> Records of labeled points
■ ■ ■

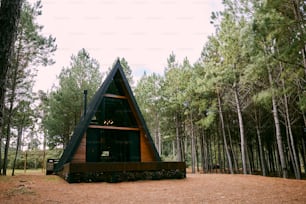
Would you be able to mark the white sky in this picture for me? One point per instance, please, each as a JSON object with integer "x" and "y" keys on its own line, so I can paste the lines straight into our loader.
{"x": 144, "y": 32}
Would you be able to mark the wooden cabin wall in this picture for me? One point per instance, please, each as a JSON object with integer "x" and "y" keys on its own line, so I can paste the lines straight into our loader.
{"x": 80, "y": 154}
{"x": 145, "y": 149}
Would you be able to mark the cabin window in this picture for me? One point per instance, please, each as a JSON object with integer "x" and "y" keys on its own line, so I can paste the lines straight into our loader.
{"x": 115, "y": 112}
{"x": 112, "y": 145}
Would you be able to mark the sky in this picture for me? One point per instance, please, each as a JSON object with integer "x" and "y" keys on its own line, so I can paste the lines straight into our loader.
{"x": 144, "y": 32}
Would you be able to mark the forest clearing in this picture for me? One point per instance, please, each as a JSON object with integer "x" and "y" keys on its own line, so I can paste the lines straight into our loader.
{"x": 196, "y": 188}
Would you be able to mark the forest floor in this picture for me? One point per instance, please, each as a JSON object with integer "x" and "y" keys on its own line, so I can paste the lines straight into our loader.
{"x": 35, "y": 188}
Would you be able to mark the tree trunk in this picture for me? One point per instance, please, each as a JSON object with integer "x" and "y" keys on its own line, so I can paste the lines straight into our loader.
{"x": 9, "y": 18}
{"x": 260, "y": 147}
{"x": 178, "y": 142}
{"x": 229, "y": 159}
{"x": 204, "y": 160}
{"x": 20, "y": 130}
{"x": 193, "y": 152}
{"x": 291, "y": 141}
{"x": 241, "y": 128}
{"x": 277, "y": 129}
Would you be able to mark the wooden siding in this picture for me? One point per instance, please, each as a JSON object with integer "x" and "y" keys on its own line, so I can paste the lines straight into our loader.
{"x": 145, "y": 149}
{"x": 80, "y": 154}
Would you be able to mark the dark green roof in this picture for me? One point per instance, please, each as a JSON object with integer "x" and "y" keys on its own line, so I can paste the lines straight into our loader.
{"x": 118, "y": 74}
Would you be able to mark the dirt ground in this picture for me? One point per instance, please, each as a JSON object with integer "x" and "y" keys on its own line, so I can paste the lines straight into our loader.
{"x": 196, "y": 188}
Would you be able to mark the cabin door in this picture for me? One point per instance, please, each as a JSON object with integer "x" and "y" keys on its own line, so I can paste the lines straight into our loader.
{"x": 120, "y": 146}
{"x": 93, "y": 145}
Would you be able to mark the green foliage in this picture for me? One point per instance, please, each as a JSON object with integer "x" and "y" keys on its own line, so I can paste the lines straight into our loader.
{"x": 64, "y": 105}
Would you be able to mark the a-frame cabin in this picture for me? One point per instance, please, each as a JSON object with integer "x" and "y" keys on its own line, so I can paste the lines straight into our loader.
{"x": 112, "y": 142}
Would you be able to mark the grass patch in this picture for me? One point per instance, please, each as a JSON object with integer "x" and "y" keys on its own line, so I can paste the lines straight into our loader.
{"x": 20, "y": 190}
{"x": 27, "y": 172}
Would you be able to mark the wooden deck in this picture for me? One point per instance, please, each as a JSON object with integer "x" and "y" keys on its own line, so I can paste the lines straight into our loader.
{"x": 122, "y": 171}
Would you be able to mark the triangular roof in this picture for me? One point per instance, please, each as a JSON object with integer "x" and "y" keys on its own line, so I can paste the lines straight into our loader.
{"x": 85, "y": 120}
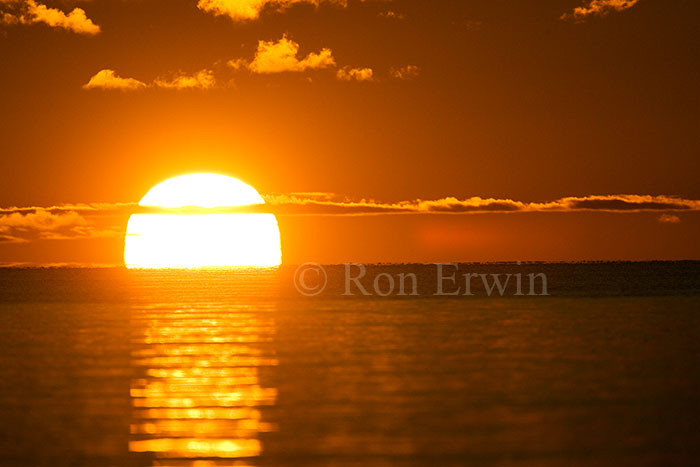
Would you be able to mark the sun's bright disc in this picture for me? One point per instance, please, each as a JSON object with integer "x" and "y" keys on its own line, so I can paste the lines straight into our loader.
{"x": 202, "y": 240}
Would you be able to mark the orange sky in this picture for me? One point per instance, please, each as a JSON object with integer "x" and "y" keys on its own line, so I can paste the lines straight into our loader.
{"x": 393, "y": 101}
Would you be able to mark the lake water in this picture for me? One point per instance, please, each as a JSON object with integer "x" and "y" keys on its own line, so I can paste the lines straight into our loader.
{"x": 109, "y": 367}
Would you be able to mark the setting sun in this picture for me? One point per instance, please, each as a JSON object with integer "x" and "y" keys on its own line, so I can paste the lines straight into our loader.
{"x": 186, "y": 240}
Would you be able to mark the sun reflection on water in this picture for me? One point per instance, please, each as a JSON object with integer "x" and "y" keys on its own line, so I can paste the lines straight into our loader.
{"x": 197, "y": 395}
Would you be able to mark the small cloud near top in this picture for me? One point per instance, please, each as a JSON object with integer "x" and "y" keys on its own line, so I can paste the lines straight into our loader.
{"x": 598, "y": 7}
{"x": 31, "y": 12}
{"x": 669, "y": 219}
{"x": 243, "y": 10}
{"x": 357, "y": 74}
{"x": 108, "y": 79}
{"x": 281, "y": 56}
{"x": 405, "y": 72}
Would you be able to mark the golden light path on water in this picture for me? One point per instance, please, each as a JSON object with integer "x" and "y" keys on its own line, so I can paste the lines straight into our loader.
{"x": 197, "y": 396}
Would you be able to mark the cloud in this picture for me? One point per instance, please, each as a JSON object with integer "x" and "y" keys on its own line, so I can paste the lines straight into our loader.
{"x": 243, "y": 10}
{"x": 201, "y": 80}
{"x": 281, "y": 56}
{"x": 31, "y": 12}
{"x": 598, "y": 7}
{"x": 271, "y": 57}
{"x": 42, "y": 224}
{"x": 669, "y": 219}
{"x": 392, "y": 15}
{"x": 298, "y": 204}
{"x": 405, "y": 72}
{"x": 108, "y": 79}
{"x": 358, "y": 74}
{"x": 96, "y": 220}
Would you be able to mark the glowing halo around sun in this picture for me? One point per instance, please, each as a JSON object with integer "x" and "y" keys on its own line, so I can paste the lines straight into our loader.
{"x": 208, "y": 240}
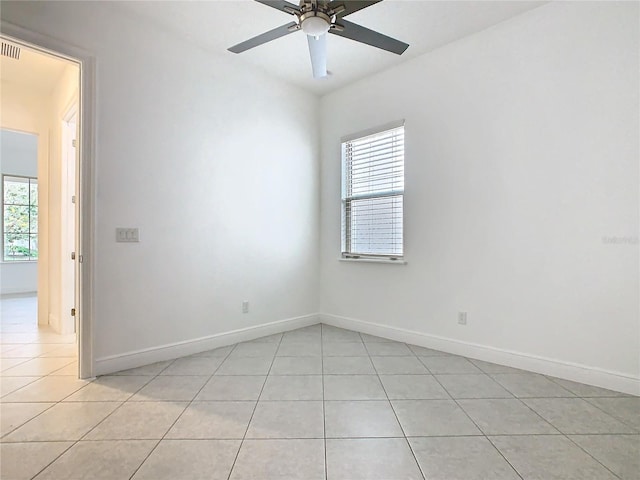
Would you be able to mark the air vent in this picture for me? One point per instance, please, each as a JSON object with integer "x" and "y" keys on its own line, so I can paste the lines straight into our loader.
{"x": 10, "y": 51}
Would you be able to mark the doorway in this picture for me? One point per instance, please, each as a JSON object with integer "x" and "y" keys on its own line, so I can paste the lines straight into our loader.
{"x": 41, "y": 96}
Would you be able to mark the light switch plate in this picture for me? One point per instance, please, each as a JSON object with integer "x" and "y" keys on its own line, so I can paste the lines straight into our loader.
{"x": 127, "y": 235}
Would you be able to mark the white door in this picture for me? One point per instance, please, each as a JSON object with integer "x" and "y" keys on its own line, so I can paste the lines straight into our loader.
{"x": 69, "y": 230}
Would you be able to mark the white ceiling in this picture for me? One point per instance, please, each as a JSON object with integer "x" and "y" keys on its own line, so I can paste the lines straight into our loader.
{"x": 424, "y": 25}
{"x": 35, "y": 70}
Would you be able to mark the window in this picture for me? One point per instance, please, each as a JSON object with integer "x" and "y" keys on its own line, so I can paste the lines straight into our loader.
{"x": 20, "y": 218}
{"x": 373, "y": 193}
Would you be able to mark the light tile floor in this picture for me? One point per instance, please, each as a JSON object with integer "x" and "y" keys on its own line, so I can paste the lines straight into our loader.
{"x": 315, "y": 403}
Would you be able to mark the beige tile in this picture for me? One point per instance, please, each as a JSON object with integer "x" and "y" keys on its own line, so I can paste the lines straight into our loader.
{"x": 344, "y": 349}
{"x": 297, "y": 459}
{"x": 371, "y": 459}
{"x": 9, "y": 363}
{"x": 425, "y": 418}
{"x": 549, "y": 457}
{"x": 472, "y": 386}
{"x": 301, "y": 349}
{"x": 138, "y": 420}
{"x": 38, "y": 366}
{"x": 151, "y": 369}
{"x": 296, "y": 366}
{"x": 64, "y": 421}
{"x": 413, "y": 387}
{"x": 285, "y": 419}
{"x": 46, "y": 389}
{"x": 468, "y": 458}
{"x": 193, "y": 366}
{"x": 11, "y": 384}
{"x": 13, "y": 415}
{"x": 449, "y": 365}
{"x": 109, "y": 389}
{"x": 70, "y": 350}
{"x": 292, "y": 387}
{"x": 216, "y": 352}
{"x": 166, "y": 388}
{"x": 348, "y": 365}
{"x": 388, "y": 349}
{"x": 243, "y": 387}
{"x": 426, "y": 352}
{"x": 69, "y": 370}
{"x": 361, "y": 419}
{"x": 99, "y": 460}
{"x": 33, "y": 350}
{"x": 398, "y": 365}
{"x": 22, "y": 461}
{"x": 530, "y": 385}
{"x": 582, "y": 390}
{"x": 506, "y": 417}
{"x": 190, "y": 460}
{"x": 213, "y": 420}
{"x": 625, "y": 409}
{"x": 353, "y": 387}
{"x": 245, "y": 366}
{"x": 254, "y": 349}
{"x": 333, "y": 334}
{"x": 576, "y": 416}
{"x": 619, "y": 453}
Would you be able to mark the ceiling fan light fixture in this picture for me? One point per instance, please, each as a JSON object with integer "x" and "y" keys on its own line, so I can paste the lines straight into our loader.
{"x": 315, "y": 24}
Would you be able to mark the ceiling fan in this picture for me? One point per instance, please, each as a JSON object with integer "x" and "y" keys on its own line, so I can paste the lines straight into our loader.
{"x": 316, "y": 18}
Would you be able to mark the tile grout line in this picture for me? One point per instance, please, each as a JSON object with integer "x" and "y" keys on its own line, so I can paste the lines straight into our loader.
{"x": 74, "y": 443}
{"x": 406, "y": 439}
{"x": 54, "y": 403}
{"x": 183, "y": 410}
{"x": 469, "y": 417}
{"x": 324, "y": 416}
{"x": 255, "y": 407}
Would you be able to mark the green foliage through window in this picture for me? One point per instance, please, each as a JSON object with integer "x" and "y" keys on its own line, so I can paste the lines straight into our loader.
{"x": 20, "y": 218}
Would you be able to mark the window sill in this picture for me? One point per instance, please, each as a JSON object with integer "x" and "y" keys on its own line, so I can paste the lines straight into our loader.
{"x": 372, "y": 260}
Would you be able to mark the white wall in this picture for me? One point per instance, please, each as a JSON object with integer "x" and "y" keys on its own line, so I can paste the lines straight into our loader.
{"x": 24, "y": 110}
{"x": 216, "y": 164}
{"x": 18, "y": 156}
{"x": 63, "y": 96}
{"x": 521, "y": 155}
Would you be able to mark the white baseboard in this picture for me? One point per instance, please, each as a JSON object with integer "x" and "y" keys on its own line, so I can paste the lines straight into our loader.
{"x": 18, "y": 292}
{"x": 138, "y": 358}
{"x": 617, "y": 381}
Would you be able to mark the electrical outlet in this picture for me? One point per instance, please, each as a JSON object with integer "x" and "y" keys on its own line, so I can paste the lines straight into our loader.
{"x": 127, "y": 235}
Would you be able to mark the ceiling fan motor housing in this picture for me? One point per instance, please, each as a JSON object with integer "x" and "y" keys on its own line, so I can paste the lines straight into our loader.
{"x": 315, "y": 23}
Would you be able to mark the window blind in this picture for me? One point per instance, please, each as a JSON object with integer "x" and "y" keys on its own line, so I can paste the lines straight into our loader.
{"x": 373, "y": 194}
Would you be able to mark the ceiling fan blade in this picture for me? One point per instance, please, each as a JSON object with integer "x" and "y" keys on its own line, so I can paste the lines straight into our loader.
{"x": 375, "y": 39}
{"x": 318, "y": 52}
{"x": 352, "y": 6}
{"x": 278, "y": 4}
{"x": 264, "y": 38}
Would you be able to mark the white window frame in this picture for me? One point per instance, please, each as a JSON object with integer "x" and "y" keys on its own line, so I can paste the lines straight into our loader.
{"x": 347, "y": 252}
{"x": 29, "y": 233}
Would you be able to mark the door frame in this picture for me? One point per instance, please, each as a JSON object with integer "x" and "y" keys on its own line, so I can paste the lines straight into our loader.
{"x": 85, "y": 194}
{"x": 69, "y": 213}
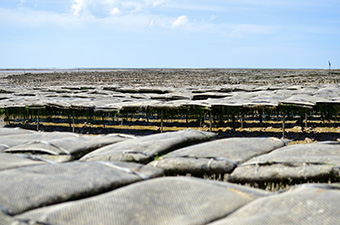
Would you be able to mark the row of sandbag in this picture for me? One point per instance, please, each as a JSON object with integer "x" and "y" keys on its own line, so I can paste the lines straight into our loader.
{"x": 185, "y": 200}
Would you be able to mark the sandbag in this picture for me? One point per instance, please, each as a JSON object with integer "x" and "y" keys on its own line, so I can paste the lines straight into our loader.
{"x": 292, "y": 164}
{"x": 170, "y": 200}
{"x": 8, "y": 161}
{"x": 14, "y": 139}
{"x": 215, "y": 157}
{"x": 306, "y": 204}
{"x": 31, "y": 187}
{"x": 144, "y": 149}
{"x": 69, "y": 147}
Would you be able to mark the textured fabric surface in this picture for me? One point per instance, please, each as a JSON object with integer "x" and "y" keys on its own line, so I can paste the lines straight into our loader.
{"x": 294, "y": 164}
{"x": 219, "y": 156}
{"x": 305, "y": 204}
{"x": 27, "y": 188}
{"x": 67, "y": 146}
{"x": 144, "y": 149}
{"x": 171, "y": 200}
{"x": 8, "y": 161}
{"x": 194, "y": 166}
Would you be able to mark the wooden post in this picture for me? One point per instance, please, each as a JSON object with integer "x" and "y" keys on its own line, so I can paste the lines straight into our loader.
{"x": 73, "y": 120}
{"x": 242, "y": 120}
{"x": 283, "y": 125}
{"x": 210, "y": 121}
{"x": 38, "y": 120}
{"x": 233, "y": 119}
{"x": 162, "y": 116}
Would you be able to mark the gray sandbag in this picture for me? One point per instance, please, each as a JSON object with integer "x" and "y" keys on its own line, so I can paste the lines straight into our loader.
{"x": 14, "y": 131}
{"x": 9, "y": 161}
{"x": 306, "y": 204}
{"x": 215, "y": 157}
{"x": 169, "y": 200}
{"x": 292, "y": 164}
{"x": 73, "y": 147}
{"x": 15, "y": 139}
{"x": 144, "y": 149}
{"x": 8, "y": 220}
{"x": 31, "y": 187}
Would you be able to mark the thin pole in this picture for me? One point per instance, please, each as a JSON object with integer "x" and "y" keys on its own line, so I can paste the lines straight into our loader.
{"x": 38, "y": 121}
{"x": 162, "y": 116}
{"x": 283, "y": 124}
{"x": 73, "y": 120}
{"x": 210, "y": 121}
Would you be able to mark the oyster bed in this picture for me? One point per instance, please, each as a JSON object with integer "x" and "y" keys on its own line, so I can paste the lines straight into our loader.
{"x": 232, "y": 167}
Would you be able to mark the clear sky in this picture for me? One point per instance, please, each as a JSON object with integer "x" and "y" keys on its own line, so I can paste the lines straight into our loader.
{"x": 169, "y": 33}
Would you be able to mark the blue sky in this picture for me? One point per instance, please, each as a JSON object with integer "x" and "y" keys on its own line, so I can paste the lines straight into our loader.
{"x": 169, "y": 33}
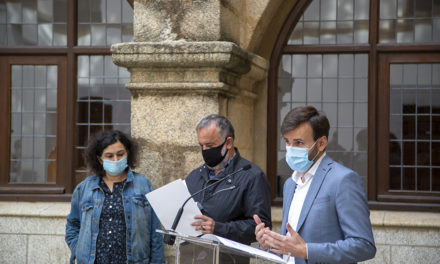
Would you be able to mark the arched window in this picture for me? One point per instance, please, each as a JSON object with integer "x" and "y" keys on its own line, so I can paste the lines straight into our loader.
{"x": 58, "y": 87}
{"x": 374, "y": 68}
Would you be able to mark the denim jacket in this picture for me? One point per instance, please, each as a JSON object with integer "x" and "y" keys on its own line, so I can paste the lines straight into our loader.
{"x": 143, "y": 245}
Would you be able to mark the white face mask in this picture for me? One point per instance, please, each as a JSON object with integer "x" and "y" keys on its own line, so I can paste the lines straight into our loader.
{"x": 298, "y": 158}
{"x": 115, "y": 168}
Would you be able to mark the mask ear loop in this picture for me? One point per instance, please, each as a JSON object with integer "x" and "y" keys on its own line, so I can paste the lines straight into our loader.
{"x": 316, "y": 153}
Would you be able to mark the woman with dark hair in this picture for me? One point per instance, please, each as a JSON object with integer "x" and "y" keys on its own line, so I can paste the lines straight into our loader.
{"x": 110, "y": 220}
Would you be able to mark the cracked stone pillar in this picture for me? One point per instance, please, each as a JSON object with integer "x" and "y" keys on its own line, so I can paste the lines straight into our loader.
{"x": 184, "y": 65}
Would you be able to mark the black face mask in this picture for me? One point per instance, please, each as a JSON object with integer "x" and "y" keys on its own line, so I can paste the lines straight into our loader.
{"x": 213, "y": 156}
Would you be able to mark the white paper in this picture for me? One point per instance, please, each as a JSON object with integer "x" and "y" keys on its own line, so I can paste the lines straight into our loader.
{"x": 167, "y": 200}
{"x": 242, "y": 247}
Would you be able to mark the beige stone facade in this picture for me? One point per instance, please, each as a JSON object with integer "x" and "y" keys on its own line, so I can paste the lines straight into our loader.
{"x": 34, "y": 233}
{"x": 191, "y": 58}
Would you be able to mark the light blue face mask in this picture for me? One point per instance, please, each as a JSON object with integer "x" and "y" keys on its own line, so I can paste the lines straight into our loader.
{"x": 115, "y": 167}
{"x": 298, "y": 158}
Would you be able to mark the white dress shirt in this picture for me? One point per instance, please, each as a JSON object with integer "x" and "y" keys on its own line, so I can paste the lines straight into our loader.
{"x": 298, "y": 198}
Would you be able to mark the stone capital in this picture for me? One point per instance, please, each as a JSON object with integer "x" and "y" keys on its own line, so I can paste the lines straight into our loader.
{"x": 218, "y": 67}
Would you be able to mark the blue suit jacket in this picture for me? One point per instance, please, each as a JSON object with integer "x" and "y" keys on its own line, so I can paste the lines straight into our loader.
{"x": 334, "y": 220}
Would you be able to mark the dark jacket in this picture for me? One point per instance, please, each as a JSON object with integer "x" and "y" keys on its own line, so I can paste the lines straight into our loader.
{"x": 232, "y": 203}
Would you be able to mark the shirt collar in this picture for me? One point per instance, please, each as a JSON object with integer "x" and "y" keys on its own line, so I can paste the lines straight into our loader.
{"x": 211, "y": 173}
{"x": 296, "y": 177}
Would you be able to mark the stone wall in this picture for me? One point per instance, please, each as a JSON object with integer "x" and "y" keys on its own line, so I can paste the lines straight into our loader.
{"x": 34, "y": 233}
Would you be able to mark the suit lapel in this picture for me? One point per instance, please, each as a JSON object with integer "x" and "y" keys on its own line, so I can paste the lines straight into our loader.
{"x": 315, "y": 185}
{"x": 287, "y": 202}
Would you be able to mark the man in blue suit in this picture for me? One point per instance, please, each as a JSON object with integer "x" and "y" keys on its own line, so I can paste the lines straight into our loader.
{"x": 325, "y": 210}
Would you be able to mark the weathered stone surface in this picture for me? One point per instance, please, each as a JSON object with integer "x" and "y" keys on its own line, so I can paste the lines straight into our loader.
{"x": 13, "y": 248}
{"x": 410, "y": 255}
{"x": 174, "y": 54}
{"x": 407, "y": 236}
{"x": 383, "y": 255}
{"x": 47, "y": 249}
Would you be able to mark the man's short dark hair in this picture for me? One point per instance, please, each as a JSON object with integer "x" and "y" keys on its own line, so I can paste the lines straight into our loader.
{"x": 225, "y": 128}
{"x": 101, "y": 141}
{"x": 301, "y": 114}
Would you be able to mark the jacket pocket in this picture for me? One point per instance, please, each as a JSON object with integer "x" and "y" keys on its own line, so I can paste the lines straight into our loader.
{"x": 140, "y": 200}
{"x": 225, "y": 189}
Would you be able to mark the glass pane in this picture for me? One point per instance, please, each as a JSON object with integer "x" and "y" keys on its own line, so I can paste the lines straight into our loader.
{"x": 329, "y": 61}
{"x": 98, "y": 33}
{"x": 298, "y": 69}
{"x": 108, "y": 106}
{"x": 61, "y": 11}
{"x": 361, "y": 32}
{"x": 415, "y": 21}
{"x": 409, "y": 179}
{"x": 114, "y": 13}
{"x": 423, "y": 154}
{"x": 409, "y": 127}
{"x": 330, "y": 90}
{"x": 314, "y": 91}
{"x": 345, "y": 32}
{"x": 314, "y": 66}
{"x": 104, "y": 22}
{"x": 405, "y": 31}
{"x": 419, "y": 124}
{"x": 435, "y": 153}
{"x": 45, "y": 11}
{"x": 40, "y": 124}
{"x": 32, "y": 124}
{"x": 388, "y": 9}
{"x": 395, "y": 178}
{"x": 328, "y": 33}
{"x": 84, "y": 35}
{"x": 423, "y": 31}
{"x": 127, "y": 13}
{"x": 395, "y": 152}
{"x": 346, "y": 90}
{"x": 405, "y": 8}
{"x": 29, "y": 12}
{"x": 346, "y": 65}
{"x": 98, "y": 11}
{"x": 345, "y": 9}
{"x": 45, "y": 36}
{"x": 284, "y": 89}
{"x": 84, "y": 15}
{"x": 59, "y": 35}
{"x": 362, "y": 9}
{"x": 34, "y": 23}
{"x": 299, "y": 91}
{"x": 423, "y": 8}
{"x": 311, "y": 32}
{"x": 113, "y": 34}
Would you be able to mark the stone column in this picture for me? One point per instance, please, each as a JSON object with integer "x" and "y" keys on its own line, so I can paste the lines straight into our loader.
{"x": 174, "y": 84}
{"x": 185, "y": 63}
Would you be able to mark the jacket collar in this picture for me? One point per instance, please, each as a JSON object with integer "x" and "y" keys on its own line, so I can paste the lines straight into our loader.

■ ■ ■

> WRITTEN REQUEST
Write out exactly the lines from the line holding "Would you be able to mark the stone column" through the last line of the data, and nothing besides those lines.

> RESPONSE TO THIS EXERCISE
Would you be able to mark the stone column in this picture for me? One point per instance, please, each as a JSON object with integer "x" and "y" keys on its own line, so I can paste the lines straight into our loader.
{"x": 174, "y": 84}
{"x": 185, "y": 63}
Would you be able to mark the jacket collar in this picture for me? One point per instance, please, each as a JSON object with integer "x" and "y" keys on its own line, so I can paste the lines straight into our loader.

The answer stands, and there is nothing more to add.